The records:

+ + + +

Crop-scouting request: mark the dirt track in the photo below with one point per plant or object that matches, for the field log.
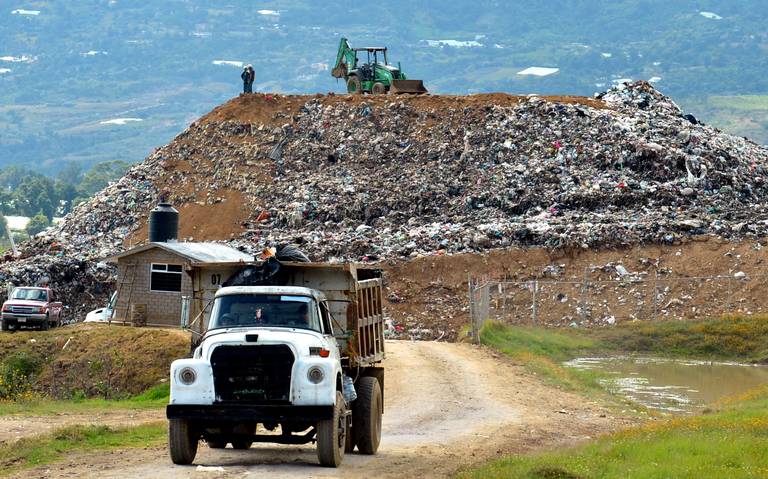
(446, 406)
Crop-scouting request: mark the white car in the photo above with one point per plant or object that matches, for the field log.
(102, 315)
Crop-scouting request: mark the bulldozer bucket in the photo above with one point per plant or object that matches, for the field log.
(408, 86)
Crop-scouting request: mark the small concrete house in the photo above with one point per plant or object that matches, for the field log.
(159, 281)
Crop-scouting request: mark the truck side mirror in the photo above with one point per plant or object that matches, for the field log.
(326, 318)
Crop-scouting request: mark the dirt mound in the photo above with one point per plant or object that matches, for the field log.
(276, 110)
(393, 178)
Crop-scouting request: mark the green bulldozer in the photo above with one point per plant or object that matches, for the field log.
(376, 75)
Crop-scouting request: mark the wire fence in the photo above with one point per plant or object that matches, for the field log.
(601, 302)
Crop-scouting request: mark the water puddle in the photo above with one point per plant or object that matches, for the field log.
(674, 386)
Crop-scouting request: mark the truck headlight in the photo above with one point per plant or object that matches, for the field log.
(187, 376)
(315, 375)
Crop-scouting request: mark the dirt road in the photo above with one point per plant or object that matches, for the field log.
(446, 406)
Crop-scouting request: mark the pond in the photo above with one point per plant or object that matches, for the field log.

+ + + +

Instructions for the task: Your answer must consist only of the lines from the one containing "Crop-scouting request: mark the dirt mound" through the last line of the data above, both included, exactly as written.

Exercise solution:
Crop-scouting request: mark the dirt mound in the photo above with one point per plant or object that matches, for the field log.
(276, 110)
(393, 178)
Crop-scouting request: mark the green bulldozer in the photo above with one point per plant or object that matches, for the field log.
(376, 75)
Crop-scouting request: mark the wire fence in the photo above with one point per plant or object that matches, for the field log.
(601, 302)
Crop-scouting request: mark the water puddle in the photo above with one point per plant or object that matches, for the field log.
(674, 386)
Crop-scouting request: mark the truck headlight in the photo above with one point per plant or object that matches, for the field log.
(187, 376)
(315, 375)
Crop-scouting request: mark the dirt road in the photo above with one point per plant or object that matches, for the field log.
(446, 406)
Crop-scouting request: mark the pond in the photo above with one point per plant or object that matches, for the field log.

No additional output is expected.